* _CHALLENGE_
Reproduce each of the items below word for word, leaving out the pictures.

* _AVAILABLE DATA_
———
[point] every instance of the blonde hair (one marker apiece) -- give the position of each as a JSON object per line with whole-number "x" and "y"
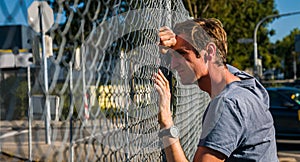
{"x": 201, "y": 31}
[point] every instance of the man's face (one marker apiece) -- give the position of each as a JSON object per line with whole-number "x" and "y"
{"x": 184, "y": 61}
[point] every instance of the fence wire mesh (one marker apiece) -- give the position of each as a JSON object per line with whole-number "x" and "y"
{"x": 100, "y": 94}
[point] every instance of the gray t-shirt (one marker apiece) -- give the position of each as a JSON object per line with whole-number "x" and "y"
{"x": 238, "y": 122}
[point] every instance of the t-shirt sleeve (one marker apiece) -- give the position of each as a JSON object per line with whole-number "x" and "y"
{"x": 222, "y": 127}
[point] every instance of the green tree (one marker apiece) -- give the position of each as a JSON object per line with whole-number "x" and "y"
{"x": 239, "y": 18}
{"x": 285, "y": 50}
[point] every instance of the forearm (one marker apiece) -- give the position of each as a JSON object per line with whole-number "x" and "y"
{"x": 173, "y": 150}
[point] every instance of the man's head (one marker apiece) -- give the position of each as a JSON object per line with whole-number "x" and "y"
{"x": 200, "y": 32}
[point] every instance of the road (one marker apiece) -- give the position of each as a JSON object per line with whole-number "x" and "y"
{"x": 15, "y": 138}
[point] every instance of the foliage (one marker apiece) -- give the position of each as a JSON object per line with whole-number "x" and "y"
{"x": 285, "y": 49}
{"x": 239, "y": 18}
{"x": 14, "y": 97}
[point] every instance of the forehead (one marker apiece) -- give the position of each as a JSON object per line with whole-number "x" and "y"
{"x": 182, "y": 43}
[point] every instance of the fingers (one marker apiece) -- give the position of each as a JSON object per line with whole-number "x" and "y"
{"x": 167, "y": 37}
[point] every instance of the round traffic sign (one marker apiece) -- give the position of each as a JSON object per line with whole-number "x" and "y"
{"x": 37, "y": 11}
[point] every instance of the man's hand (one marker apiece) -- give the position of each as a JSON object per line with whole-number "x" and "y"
{"x": 167, "y": 38}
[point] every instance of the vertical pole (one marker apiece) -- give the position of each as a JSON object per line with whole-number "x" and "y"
{"x": 71, "y": 113}
{"x": 295, "y": 65}
{"x": 29, "y": 115}
{"x": 124, "y": 75}
{"x": 47, "y": 119}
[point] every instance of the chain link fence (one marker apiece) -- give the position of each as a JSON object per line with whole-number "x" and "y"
{"x": 95, "y": 100}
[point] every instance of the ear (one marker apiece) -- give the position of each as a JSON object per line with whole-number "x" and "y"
{"x": 211, "y": 49}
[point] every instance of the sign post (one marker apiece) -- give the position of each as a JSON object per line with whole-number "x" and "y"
{"x": 40, "y": 18}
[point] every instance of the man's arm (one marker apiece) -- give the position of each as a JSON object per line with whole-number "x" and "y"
{"x": 205, "y": 154}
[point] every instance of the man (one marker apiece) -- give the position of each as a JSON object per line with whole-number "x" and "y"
{"x": 237, "y": 125}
———
* _RESPONSE TO THE EXERCISE_
[point] every instance of the blonde hair (one marker apiece) -- give the position of each as a JSON object per line with whole-number "x" and "y"
{"x": 201, "y": 31}
[point] every instance of the man's face (one marker apiece) -- give the position of each as a JSON object per line with whole-number "x" and "y"
{"x": 184, "y": 61}
[point] every instance of the fence wire mesh (one marker apiece) -- give the position of each as a JSON object per line with whole-number "x" and "y"
{"x": 100, "y": 94}
[point] every instance of the gray t-shirt (one marker apiece) -- give the position of each as a JSON object per line with whole-number "x" and "y"
{"x": 238, "y": 122}
[point] every instance of the t-shirt sleeve (one marker apiece) -- give the position of each as a JSON object per line with whole-number "x" and "y"
{"x": 222, "y": 127}
[point] every instance of the green tree (one marker apiece) -- give the position of each as a JSON object per line with whole-number "x" and "y"
{"x": 239, "y": 18}
{"x": 285, "y": 50}
[point] every instance of the forearm (one marker apiece) -- give the position of each as a JSON object per line with whole-number "x" and "y"
{"x": 173, "y": 150}
[point] every instance of the man's head (one marker apiece) -- give the position of each as a JSON object per line with whole-number "x" and "y"
{"x": 200, "y": 32}
[point] every instance of the road (one marker apiece) -- give the position of each as a JSON object per line with whole-number "x" and "y"
{"x": 15, "y": 138}
[point] every instance of the foliage (one marker apiece) -- give the position of each as a JSON object per line with whole-number "x" and "y"
{"x": 285, "y": 49}
{"x": 239, "y": 18}
{"x": 14, "y": 97}
[point] every instance of the forehead (one marker apiece) -- give the position of each as a JSON object per line with whole-number "x" and "y"
{"x": 182, "y": 43}
[point] every instance of the fingers (one marker apiece) -- give the position of each as a JSON object per line with whole-number "x" and "y"
{"x": 167, "y": 37}
[point] every instance of the round traffic sign (one marker apiece) -- give the position of each as a JSON object per line with whole-number "x" and "y"
{"x": 37, "y": 11}
[point] every instance of the man's hand (one marker apiece) -- give the position of each as a JSON object per line with whole-number "x" and "y"
{"x": 167, "y": 38}
[point] every instance of the vertical pole (one marker apiece) -- give the position of each as a JSON object per line with whole-number "x" and "y"
{"x": 71, "y": 113}
{"x": 295, "y": 65}
{"x": 29, "y": 115}
{"x": 124, "y": 75}
{"x": 47, "y": 119}
[point] every instance of the chain link fence (one marker apiece) -- give the position of each as a JSON object per line with whole-number "x" and "y"
{"x": 95, "y": 100}
[point] every instance of the ear (one marker apiece) -- give the position of each as a JSON object per line with whole-number "x" and "y"
{"x": 211, "y": 49}
[point] every instance of the sign post (one marker apiece) -- give the position of each as a JSON object per line with whole-number "x" and "y"
{"x": 40, "y": 18}
[point] every instance of the man's arm (one marker apiece) -- give the position of each as a JSON object per line with whole-number "x" and "y"
{"x": 205, "y": 154}
[point] every instance of the man (one marker apiece) -- give the position of each as a JSON object per line with whole-number "x" and "y"
{"x": 237, "y": 125}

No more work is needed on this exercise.